_Goal_
Retype the material below line for line with no changes, and omit the pictures from your answer.

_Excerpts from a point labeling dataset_
————————

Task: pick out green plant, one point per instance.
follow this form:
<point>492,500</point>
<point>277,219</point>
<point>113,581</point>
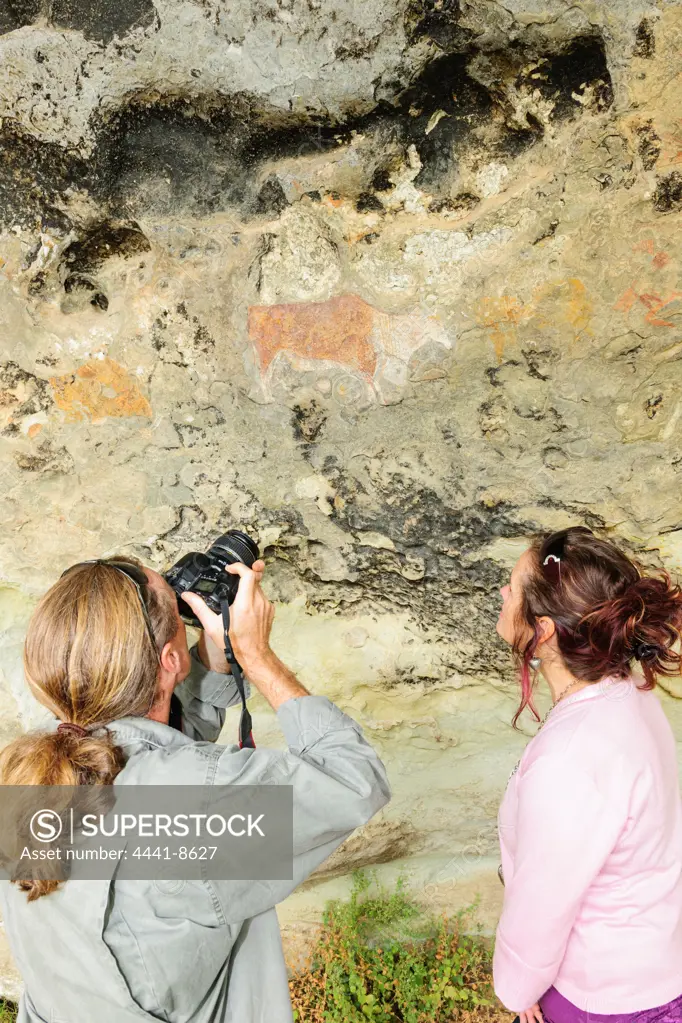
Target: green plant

————————

_Output for this exercise_
Task: pick out green plant, one point per instance.
follow this form:
<point>492,500</point>
<point>277,219</point>
<point>113,581</point>
Target: green plant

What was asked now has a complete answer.